**SEÇÃO DE TEXTO:**

○ ○ ○ ○ ○ ○ ○

Urbán também falou sobre a importância de não ratificar o acordo no governo atual, mas também no próximo governo, caso Bolsonaro não seja eleito novamente no Brasil. “Se expulsarmos Bolsonaro [do poder], aprovar um acordo que foi assinado e negociado pelo bolsonarismo [e por Mauricio Macri, ex presidente neoliberal da Argentina] não será um bom negócio [para o Brasil]”.
Segundo Urbán, o acordo reforçará práticas neocolonialistas, aprofundando a reprimarização da economia dos países em desenvolvimento, que passarão a entregar bens primários e a importar produtos manufaturados e industrializados da Europa. “Alguns chegam a dizer que este é um acordo de troca de carros por vacas”, dispara, alegando que haverá um benefício exagerado de grandes empresas e monopólios sob o mito de que, como consequência, pequenos produtores e agricultores também seriam beneficiados.
“Não é verdade. Nossas informações dão conta de que o acordo vai beneficiar a concentração de renda e terras na agroindústria”, completa.

○ ○ ○ ○ ○ ○ ○

**INFORMAÇÕES FORNECIDAS:**

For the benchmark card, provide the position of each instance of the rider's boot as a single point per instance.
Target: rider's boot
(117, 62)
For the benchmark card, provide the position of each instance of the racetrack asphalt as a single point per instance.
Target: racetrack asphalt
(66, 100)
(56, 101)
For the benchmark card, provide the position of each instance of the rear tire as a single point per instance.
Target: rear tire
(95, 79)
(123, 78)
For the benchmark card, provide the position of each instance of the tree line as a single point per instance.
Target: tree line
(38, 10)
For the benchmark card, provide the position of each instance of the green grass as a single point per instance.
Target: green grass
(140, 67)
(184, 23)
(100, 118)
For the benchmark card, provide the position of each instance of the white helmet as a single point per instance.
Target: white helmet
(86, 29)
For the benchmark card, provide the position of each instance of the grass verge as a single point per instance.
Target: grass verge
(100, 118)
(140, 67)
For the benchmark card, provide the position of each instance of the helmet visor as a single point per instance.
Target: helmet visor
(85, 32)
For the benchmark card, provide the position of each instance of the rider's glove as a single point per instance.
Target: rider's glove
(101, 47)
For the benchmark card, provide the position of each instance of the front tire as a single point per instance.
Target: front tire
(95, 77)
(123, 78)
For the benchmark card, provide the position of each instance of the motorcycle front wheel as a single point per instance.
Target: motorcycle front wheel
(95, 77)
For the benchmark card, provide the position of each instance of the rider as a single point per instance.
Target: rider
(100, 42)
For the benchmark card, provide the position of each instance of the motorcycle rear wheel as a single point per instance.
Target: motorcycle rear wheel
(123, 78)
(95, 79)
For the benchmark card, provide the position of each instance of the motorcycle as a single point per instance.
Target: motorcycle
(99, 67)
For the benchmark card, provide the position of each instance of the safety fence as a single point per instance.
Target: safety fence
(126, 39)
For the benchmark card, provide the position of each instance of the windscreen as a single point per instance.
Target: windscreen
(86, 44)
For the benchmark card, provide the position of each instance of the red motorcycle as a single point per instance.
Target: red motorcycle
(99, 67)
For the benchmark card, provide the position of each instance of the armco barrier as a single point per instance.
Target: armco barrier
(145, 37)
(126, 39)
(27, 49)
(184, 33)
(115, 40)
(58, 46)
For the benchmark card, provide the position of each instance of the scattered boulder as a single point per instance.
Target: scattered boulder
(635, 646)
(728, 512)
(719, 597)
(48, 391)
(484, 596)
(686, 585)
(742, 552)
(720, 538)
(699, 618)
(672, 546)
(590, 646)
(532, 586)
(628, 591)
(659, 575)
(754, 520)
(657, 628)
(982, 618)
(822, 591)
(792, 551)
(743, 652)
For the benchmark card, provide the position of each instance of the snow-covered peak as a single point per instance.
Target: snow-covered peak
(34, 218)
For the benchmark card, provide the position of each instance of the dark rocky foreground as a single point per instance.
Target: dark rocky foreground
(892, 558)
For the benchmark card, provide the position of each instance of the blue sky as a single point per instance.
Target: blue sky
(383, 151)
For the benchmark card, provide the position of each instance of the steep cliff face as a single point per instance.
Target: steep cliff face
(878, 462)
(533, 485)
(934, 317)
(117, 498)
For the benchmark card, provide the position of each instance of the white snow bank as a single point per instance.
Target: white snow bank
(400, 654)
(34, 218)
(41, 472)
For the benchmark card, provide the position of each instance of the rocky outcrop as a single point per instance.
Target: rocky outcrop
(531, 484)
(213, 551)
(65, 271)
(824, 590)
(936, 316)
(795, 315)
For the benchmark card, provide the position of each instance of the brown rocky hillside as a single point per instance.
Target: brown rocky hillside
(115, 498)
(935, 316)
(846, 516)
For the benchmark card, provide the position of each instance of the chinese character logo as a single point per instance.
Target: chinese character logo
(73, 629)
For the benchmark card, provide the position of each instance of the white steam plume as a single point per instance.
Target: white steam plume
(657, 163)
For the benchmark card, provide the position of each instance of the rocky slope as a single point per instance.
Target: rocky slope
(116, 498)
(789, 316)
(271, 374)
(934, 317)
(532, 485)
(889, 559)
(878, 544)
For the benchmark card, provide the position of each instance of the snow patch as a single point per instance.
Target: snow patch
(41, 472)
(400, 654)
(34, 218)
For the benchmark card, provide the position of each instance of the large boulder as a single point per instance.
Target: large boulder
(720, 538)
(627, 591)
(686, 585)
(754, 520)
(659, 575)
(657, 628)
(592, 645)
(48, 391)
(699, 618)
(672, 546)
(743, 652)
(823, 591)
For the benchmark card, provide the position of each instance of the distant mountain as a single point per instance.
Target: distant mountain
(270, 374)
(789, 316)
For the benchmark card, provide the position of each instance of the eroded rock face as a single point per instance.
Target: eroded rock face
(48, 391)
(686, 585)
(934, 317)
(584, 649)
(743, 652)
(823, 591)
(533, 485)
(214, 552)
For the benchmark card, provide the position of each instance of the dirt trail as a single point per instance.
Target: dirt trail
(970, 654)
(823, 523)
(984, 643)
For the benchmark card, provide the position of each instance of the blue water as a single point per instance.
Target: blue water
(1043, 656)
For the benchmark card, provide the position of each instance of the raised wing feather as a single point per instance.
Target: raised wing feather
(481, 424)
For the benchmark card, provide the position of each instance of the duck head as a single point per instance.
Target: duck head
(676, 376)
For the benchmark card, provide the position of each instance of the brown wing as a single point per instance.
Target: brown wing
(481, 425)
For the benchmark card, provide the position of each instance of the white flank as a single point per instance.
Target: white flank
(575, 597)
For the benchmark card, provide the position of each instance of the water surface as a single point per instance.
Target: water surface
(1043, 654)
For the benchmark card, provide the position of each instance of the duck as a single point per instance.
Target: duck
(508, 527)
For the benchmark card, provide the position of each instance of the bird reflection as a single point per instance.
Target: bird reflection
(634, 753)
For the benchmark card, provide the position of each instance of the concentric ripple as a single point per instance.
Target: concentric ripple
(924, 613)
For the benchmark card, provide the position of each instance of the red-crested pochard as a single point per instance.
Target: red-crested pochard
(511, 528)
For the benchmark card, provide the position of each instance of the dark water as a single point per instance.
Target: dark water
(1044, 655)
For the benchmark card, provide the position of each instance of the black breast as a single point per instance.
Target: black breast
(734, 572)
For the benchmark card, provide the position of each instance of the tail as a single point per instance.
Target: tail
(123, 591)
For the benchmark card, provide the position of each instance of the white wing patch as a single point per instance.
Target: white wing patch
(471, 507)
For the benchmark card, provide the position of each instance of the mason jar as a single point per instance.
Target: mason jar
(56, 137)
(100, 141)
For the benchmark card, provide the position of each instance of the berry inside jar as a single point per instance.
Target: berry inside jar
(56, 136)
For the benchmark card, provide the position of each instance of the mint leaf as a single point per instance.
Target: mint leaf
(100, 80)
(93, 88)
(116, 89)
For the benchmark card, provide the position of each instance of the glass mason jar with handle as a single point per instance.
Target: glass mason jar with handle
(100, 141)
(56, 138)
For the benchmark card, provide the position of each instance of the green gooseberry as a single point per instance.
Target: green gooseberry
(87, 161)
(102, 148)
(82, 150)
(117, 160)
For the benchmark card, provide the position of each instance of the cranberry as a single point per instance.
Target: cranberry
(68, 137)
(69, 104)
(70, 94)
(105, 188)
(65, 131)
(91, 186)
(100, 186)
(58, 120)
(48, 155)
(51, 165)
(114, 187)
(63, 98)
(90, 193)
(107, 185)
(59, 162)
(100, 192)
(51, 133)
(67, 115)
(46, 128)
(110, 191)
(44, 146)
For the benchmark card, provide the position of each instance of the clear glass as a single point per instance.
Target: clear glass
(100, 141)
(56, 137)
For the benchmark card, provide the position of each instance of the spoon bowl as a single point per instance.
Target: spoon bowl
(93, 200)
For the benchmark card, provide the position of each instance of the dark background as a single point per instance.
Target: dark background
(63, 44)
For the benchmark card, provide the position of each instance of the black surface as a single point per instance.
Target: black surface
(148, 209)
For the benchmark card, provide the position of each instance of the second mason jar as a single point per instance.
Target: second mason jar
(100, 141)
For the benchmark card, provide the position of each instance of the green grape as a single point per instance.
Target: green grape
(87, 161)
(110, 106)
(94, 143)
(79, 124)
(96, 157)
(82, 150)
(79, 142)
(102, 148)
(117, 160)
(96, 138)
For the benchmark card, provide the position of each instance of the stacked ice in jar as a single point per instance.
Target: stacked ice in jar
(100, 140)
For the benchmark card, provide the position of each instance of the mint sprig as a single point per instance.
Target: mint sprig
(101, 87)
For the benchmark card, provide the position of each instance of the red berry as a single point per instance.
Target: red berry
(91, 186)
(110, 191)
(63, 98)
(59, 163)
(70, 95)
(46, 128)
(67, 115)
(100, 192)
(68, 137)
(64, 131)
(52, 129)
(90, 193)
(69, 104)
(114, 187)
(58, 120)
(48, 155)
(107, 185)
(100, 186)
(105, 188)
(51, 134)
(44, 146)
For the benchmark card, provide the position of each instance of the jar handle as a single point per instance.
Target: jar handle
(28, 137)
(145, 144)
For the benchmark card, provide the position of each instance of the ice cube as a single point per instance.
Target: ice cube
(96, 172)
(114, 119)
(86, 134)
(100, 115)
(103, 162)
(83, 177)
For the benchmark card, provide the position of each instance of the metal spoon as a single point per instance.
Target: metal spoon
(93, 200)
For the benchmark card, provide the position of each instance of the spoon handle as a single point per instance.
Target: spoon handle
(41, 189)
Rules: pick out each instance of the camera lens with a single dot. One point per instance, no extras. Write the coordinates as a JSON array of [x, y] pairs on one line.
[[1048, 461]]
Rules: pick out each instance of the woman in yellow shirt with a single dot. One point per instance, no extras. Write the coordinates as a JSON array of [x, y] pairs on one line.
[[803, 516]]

○ ○ ○ ○ ○ ○ ○

**ITEM DE TAREFA 1:** Segundo Urbán, no texto sobre o acordo, que produtos os países em desenvolvimento passarão a importar da Europa?
**ITEM DE TAREFA 2:** Reproduza, do texto sobre o acordo, a passagem entre "Segundo Urbán, o" e "também seriam beneficiados.", inclusive.
**ITEM DE TAREFA 3:** Liste todas as pessoas mencionadas pelo nome no texto sobre o acordo.

**RESULTADO 1:** Produtos manufaturados e industrializados.

**RESULTADO 2:**
Segundo Urbán, o acordo reforçará práticas neocolonialistas, aprofundando a reprimarização da economia dos países em desenvolvimento, que passarão a entregar bens primários e a importar produtos manufaturados e industrializados da Europa. “Alguns chegam a dizer que este é um acordo de troca de carros por vacas”, dispara, alegando que haverá um benefício exagerado de grandes empresas e monopólios sob o mito de que, como consequência, pequenos produtores e agricultores também seriam beneficiados.

**RESULTADO 3:** Urbán, Bolsonaro, Mauricio Macri